YOUR GOAL: Lay out the material below as a Markdown table with the columns Row and Text, giving each line its own numbered row and skipping blank lines. Leave the picture out of the table.

** begin **

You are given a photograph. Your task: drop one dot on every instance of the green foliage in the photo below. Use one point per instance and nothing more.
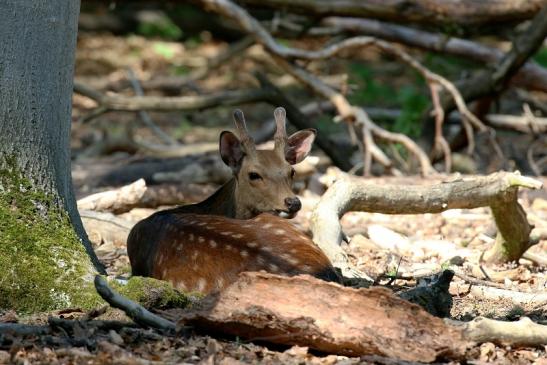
(44, 265)
(541, 57)
(152, 293)
(160, 26)
(412, 100)
(413, 104)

** end **

THE REPLY:
| Row | Text |
|---|---|
| 1 | You are given a photograph. Your task: drop one dot on every instance of the green foliage in the photo below. Use one point per instance and nothing more. |
| 2 | (44, 265) |
| 3 | (541, 57) |
| 4 | (152, 293) |
| 5 | (160, 26) |
| 6 | (412, 100) |
| 7 | (413, 104) |